=== DIRECTION ===
Quote precisely the final stretch of the listing: start at the line containing "TARGET = person in white shirt" and stop after the last line.

%%

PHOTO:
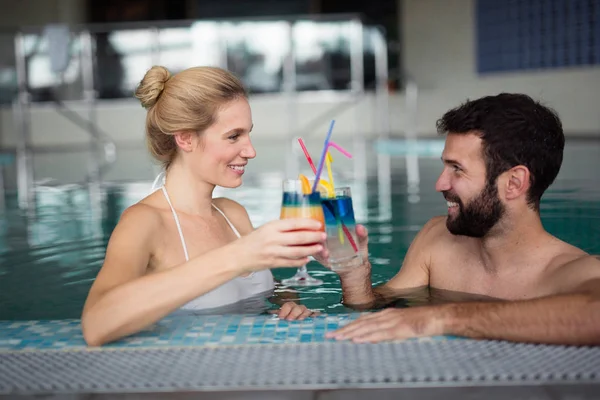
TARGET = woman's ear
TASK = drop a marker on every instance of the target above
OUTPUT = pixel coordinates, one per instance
(185, 140)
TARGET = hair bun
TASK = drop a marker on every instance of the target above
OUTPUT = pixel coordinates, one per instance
(152, 86)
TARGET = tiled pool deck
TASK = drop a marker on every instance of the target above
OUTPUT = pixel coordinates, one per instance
(176, 331)
(247, 354)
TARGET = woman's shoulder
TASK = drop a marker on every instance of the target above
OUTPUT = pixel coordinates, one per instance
(143, 216)
(236, 213)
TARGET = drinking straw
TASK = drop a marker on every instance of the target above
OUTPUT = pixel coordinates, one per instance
(322, 158)
(309, 159)
(339, 148)
(328, 160)
(307, 155)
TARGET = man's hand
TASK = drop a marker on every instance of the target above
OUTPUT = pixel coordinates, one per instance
(291, 311)
(393, 324)
(363, 248)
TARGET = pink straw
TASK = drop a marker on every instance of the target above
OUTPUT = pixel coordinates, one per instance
(339, 148)
(307, 155)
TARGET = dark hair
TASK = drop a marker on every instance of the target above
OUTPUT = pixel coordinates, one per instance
(515, 130)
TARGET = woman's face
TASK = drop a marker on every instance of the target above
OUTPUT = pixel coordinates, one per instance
(221, 153)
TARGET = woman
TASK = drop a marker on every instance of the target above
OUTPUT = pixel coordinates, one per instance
(179, 248)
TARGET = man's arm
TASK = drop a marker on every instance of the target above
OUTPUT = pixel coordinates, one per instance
(569, 318)
(357, 289)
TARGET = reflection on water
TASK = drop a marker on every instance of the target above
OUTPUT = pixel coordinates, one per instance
(47, 264)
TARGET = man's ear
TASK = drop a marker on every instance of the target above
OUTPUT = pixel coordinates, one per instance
(185, 140)
(516, 182)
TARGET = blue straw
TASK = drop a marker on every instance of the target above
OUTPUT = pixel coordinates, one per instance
(323, 154)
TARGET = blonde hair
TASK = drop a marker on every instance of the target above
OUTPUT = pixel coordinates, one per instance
(186, 101)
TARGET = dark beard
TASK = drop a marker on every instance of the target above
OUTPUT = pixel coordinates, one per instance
(479, 216)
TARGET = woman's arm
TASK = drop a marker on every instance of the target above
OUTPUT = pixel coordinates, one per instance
(123, 299)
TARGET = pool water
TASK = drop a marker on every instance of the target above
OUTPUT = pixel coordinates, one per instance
(48, 263)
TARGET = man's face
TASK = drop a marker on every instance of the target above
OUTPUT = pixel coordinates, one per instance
(474, 206)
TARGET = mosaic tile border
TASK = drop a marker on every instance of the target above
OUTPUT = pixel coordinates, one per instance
(179, 331)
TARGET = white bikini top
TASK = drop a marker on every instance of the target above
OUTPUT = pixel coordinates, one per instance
(231, 292)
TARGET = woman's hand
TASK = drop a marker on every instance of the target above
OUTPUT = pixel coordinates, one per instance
(281, 243)
(291, 311)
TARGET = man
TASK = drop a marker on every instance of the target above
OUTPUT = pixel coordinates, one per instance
(501, 153)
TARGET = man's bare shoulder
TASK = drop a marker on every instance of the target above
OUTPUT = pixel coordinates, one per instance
(574, 271)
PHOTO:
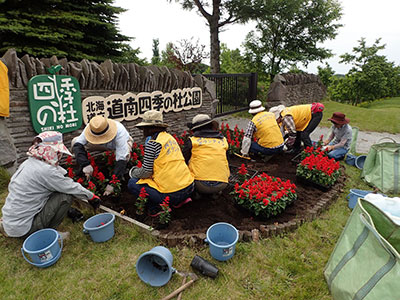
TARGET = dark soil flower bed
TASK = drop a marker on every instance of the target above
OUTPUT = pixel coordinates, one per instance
(193, 219)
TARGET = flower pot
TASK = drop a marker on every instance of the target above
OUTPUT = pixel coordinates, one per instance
(308, 182)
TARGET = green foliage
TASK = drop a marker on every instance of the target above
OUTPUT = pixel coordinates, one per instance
(326, 74)
(371, 76)
(73, 29)
(289, 32)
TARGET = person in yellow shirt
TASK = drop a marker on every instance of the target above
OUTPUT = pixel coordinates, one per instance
(298, 122)
(265, 129)
(206, 155)
(164, 172)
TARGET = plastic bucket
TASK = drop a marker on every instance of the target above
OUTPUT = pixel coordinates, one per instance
(354, 195)
(43, 248)
(222, 238)
(350, 159)
(100, 227)
(155, 266)
(360, 160)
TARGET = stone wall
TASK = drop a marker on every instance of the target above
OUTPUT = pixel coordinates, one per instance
(291, 89)
(95, 79)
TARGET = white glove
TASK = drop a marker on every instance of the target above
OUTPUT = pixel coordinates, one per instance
(88, 171)
(109, 190)
(245, 146)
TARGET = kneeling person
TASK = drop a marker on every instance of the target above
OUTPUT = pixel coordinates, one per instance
(164, 172)
(205, 154)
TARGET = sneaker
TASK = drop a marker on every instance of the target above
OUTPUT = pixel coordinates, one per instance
(64, 235)
(183, 203)
(2, 231)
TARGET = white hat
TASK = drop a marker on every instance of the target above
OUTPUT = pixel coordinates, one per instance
(277, 110)
(256, 107)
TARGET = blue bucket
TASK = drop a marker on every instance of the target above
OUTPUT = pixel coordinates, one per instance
(222, 238)
(360, 160)
(100, 227)
(350, 159)
(43, 248)
(155, 266)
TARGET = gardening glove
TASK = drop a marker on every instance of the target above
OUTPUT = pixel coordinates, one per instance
(88, 171)
(109, 190)
(95, 202)
(290, 141)
(245, 146)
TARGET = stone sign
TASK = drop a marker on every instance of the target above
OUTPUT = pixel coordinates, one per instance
(131, 106)
(55, 103)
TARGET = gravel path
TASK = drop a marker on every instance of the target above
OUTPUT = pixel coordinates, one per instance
(364, 141)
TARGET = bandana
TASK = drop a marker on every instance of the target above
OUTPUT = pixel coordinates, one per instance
(48, 150)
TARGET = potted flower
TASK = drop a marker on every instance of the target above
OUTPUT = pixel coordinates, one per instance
(264, 195)
(318, 170)
(165, 214)
(141, 201)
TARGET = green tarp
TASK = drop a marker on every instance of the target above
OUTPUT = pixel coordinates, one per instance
(382, 167)
(365, 263)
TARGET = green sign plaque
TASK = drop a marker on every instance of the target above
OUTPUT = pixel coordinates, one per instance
(55, 103)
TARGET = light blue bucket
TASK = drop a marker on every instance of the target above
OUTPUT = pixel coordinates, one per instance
(155, 266)
(43, 248)
(100, 227)
(222, 238)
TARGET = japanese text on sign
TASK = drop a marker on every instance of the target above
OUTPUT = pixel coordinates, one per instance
(131, 106)
(55, 103)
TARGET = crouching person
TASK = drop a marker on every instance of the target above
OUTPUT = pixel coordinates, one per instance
(206, 155)
(164, 172)
(39, 193)
(339, 141)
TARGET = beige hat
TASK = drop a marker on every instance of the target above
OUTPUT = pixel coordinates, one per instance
(100, 130)
(152, 118)
(200, 120)
(256, 107)
(276, 110)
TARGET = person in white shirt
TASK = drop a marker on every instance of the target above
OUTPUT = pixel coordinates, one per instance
(39, 193)
(103, 134)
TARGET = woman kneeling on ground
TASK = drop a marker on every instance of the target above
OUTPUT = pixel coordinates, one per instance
(206, 155)
(164, 172)
(39, 193)
(338, 143)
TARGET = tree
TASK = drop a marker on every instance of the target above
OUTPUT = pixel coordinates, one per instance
(187, 56)
(74, 29)
(155, 60)
(223, 12)
(371, 76)
(289, 32)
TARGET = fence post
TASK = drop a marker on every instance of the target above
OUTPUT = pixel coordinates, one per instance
(253, 87)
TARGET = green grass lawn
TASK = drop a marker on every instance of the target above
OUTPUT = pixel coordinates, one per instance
(277, 268)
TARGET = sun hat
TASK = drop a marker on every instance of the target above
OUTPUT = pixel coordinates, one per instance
(339, 118)
(256, 107)
(100, 130)
(152, 118)
(276, 110)
(201, 120)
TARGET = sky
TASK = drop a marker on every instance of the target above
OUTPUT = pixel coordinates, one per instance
(146, 20)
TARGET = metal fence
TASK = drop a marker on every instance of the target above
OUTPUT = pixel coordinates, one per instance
(234, 91)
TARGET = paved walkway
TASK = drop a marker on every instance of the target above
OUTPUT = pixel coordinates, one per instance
(364, 141)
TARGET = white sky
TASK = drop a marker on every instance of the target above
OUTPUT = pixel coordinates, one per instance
(146, 20)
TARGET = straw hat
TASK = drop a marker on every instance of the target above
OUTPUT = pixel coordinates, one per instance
(276, 110)
(100, 130)
(339, 118)
(54, 140)
(200, 120)
(152, 118)
(256, 107)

%%

=== ANSWER IN FULL ===
TARGET = person in white shirt
TASK = drop a marker on every instance of the target above
OUTPUT = pixel coordinates, one per instance
(39, 193)
(103, 134)
TARGET = woman kneeling on ground
TASK = drop a marker on every instance of the target above
OUTPUT = pixel coordinates, one per instance
(206, 155)
(164, 172)
(39, 193)
(338, 143)
TARGET = tree
TASK = drop a marker on every instance of the target above
OUTPUT = pixel coordinates, one per instance
(187, 56)
(74, 29)
(155, 60)
(223, 12)
(371, 76)
(289, 32)
TARGET = fence post
TASK = drop a marker on every instance of the target above
OUTPUT = pixel coordinates, one per instance
(253, 87)
TARGET = green grass lawn
TASK = drop a marker on every instance of the target above
OUTPUT = pixel coordinates, one per instance
(277, 268)
TARGET = sun hat
TASK = drop a marker on every instance of the target above
OUTPUT = pixel coordinates, one per instance
(339, 118)
(256, 107)
(100, 130)
(152, 118)
(276, 110)
(201, 120)
TARGET = sky
TASK = drop a marker on every instance of the target above
OUTPUT = pixel coordinates, one per instance
(146, 20)
TARGET = metal fence
TASK = drop a marker on every instance of the target above
OUTPUT = pixel coordinates, one per instance
(234, 91)
TARGET = paved walkway
TASK = drop a marker on every instance of the target above
OUTPUT = pixel coordinates, one per instance
(364, 141)
TARGET = white sky
TASK = drop a marker on every instance of the target above
OUTPUT = pixel coordinates, one per instance
(146, 20)
TARGET = straw hat
TASK = drop a marker on every instance of the target above
OUTPUT = pixel coordinates, one per instance
(276, 110)
(100, 130)
(339, 118)
(54, 140)
(200, 120)
(152, 118)
(256, 107)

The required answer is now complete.